ChatGPT and forecasting macro

First off, and possibly this might disappoint some, this post is written by a human, who has a certain penchant for burgers, as opposed to ChatGPT, who prefers to digest CPU cycles and TCP packets. Twitter and LinkedIn are awash with examples of questions for ChatGPT and their answers. I have to admit some of the responses from ChatGPT are remarkably detailed, and in many cases I think most people would struggle to tell them apart from a human. Perhaps the most human-like element is the absolute confidence ChatGPT has in many of its responses, without much in the way of references, or simply references which are made up!


But jokes aside, there are many use cases. One particular use case, is asking programming questions. Often the workflow for coding involves some sort of Google search, which invariably results in a Stack Overflow page which gives you hints. ChatGPT appears to supercharge this whole process, creating very specific answers, to programming questions you might usually simply Google. That isn’t to say it’s not perfect. You still need to be interpret the code it gives you, and weed out any bugs. However, if you can break down your problem (divide and conquer which is an integral part of computer science), I suspect ChatGPT could be a very useful tool to speed up development, provided you can break down problems into sufficiently small parts (ie. divide and conquer).


What about forecasting economic variables like inflation? That’s the main focus at Turnleaf Analytics, which Alexander Denev and I cofounded. If you ask ChatGPT questions about the drivers for inflation, it can indeed give you a reasonable response, which is fashioned around its rather large training set (several hundred GB in size). However, it isn’t going to directly forecast inflation for you.


The problem of forecasting inflation requires data, just like training ChatGPT needs data, although admittedly different sorts of data. However, there are many constraints we face. Our time series is relatively short (and low frequency), and we have many fewer observations, than we have variables. Throwing irrelevant data into the mix isn’t necessarily the way to go. If our model is very complex for the problem at hand, we could end up overfitting it.

───

Task details:
Reproduce the stretch of the post on ChatGPT and forecasting from "What about forecasting" through "inflation for you.", word for word.

───

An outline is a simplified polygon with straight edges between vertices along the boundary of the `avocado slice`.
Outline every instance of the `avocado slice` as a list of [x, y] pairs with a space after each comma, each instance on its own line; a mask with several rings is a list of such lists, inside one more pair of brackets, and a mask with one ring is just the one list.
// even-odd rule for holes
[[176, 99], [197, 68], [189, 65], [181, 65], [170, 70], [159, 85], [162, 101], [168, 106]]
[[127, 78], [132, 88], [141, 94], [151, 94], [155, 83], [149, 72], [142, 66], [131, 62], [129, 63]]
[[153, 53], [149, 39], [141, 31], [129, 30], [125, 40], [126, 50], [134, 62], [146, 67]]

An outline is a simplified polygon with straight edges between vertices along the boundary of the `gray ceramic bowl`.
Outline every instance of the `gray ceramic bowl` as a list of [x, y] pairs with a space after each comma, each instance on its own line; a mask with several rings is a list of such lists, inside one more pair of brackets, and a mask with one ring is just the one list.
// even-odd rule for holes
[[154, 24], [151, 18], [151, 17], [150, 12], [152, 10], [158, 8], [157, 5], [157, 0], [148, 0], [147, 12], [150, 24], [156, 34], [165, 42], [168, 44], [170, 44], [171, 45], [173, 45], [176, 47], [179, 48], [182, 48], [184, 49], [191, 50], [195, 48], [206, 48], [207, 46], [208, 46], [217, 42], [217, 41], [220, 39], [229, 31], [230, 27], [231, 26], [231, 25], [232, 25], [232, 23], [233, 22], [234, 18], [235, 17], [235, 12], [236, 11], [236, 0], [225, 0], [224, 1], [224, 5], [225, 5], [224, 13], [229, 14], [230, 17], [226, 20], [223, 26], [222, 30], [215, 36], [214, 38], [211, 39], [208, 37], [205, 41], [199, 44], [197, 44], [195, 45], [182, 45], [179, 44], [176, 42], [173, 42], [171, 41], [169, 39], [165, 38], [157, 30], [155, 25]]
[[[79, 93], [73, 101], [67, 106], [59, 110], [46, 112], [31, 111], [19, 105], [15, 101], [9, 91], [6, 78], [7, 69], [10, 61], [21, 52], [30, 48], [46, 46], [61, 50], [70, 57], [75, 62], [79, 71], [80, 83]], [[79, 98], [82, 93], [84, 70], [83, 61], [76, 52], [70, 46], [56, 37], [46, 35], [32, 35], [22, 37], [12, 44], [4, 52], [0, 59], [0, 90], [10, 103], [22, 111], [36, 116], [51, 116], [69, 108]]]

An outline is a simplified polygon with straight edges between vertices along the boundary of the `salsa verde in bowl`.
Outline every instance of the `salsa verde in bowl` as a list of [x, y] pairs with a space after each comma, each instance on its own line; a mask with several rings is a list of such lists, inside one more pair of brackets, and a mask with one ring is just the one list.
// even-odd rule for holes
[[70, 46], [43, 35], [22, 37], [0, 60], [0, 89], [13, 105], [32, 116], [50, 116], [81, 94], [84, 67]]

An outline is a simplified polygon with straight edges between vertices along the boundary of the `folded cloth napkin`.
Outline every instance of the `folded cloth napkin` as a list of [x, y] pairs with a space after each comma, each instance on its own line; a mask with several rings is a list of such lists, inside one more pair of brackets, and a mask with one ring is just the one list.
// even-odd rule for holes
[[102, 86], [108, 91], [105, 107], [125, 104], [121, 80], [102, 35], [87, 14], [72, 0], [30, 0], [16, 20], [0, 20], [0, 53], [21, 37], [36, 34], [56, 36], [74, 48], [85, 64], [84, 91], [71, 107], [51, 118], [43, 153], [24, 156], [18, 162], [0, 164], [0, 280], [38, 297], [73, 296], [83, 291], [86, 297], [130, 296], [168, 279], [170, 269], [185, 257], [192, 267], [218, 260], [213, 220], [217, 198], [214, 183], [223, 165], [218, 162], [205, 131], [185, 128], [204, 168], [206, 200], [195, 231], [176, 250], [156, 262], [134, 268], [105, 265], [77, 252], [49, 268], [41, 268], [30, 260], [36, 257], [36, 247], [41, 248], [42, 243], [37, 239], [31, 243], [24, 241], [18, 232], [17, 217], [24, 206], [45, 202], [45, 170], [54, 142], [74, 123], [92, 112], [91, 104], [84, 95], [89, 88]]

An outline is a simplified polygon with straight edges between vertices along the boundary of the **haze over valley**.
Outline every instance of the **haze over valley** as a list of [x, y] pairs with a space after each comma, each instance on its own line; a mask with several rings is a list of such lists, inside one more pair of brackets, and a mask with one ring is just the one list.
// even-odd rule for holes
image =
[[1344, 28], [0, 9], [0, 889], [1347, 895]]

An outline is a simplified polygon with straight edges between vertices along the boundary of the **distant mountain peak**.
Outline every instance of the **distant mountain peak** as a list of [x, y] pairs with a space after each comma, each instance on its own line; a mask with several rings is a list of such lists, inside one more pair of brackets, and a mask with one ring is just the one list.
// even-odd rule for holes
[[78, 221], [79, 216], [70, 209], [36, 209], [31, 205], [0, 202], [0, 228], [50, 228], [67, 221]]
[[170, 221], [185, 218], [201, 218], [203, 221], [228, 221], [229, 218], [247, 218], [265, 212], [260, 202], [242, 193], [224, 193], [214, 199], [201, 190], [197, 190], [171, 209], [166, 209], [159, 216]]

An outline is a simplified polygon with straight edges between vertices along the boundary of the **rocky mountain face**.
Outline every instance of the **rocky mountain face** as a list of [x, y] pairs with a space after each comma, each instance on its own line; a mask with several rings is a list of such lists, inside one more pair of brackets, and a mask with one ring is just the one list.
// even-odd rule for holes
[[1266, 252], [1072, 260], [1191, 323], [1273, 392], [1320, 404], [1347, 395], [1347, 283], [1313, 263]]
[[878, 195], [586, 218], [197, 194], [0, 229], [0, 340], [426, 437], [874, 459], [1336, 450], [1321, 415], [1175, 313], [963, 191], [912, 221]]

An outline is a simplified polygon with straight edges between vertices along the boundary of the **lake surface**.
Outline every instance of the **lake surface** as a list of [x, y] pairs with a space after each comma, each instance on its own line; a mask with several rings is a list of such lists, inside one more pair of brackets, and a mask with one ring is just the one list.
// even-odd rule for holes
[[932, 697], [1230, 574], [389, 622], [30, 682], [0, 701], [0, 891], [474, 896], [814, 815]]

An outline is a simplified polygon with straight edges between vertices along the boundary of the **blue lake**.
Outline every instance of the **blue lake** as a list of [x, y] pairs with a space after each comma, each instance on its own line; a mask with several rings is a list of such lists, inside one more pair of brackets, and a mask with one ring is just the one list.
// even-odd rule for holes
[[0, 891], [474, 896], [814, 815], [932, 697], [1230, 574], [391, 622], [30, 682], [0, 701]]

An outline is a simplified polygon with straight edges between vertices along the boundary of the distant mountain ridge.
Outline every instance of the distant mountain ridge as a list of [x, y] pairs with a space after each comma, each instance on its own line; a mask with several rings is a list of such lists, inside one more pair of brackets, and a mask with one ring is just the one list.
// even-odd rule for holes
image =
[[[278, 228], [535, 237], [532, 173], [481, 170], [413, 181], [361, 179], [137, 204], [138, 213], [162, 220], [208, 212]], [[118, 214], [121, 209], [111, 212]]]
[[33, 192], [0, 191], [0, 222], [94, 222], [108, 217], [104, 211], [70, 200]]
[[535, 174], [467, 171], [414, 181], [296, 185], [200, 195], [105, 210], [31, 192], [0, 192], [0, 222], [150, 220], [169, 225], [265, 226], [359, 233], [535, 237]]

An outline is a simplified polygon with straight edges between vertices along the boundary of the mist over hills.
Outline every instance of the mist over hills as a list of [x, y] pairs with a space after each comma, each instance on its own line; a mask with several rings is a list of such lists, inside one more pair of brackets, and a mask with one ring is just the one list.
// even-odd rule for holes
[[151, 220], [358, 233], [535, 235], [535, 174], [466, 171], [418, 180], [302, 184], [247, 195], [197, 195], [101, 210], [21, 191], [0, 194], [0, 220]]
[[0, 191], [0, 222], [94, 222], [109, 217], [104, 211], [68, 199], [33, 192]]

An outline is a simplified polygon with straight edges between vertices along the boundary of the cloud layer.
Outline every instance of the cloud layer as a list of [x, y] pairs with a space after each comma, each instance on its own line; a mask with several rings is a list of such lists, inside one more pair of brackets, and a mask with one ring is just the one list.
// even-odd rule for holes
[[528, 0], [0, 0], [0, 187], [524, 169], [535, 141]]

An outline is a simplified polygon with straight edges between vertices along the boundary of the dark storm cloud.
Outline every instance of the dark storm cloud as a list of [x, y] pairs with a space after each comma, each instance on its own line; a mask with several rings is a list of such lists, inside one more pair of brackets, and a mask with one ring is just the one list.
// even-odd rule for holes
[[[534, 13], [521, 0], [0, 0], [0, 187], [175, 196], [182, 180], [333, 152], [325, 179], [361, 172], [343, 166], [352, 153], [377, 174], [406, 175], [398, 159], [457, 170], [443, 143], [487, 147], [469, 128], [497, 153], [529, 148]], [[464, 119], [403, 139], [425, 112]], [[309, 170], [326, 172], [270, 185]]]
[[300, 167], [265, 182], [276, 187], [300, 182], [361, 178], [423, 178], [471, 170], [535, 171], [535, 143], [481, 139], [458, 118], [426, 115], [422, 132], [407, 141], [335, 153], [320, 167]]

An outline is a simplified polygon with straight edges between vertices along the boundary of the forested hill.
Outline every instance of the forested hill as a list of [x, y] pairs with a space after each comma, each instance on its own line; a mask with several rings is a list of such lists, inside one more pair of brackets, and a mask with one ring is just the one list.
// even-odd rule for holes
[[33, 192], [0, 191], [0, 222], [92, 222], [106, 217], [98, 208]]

───

Your solution:
What about forecasting economic variables like inflation? That’s the main focus at Turnleaf Analytics, which Alexander Denev and I cofounded. If you ask ChatGPT questions about the drivers for inflation, it can indeed give you a reasonable response, which is fashioned around its rather large training set (several hundred GB in size). However, it isn’t going to directly forecast inflation for you.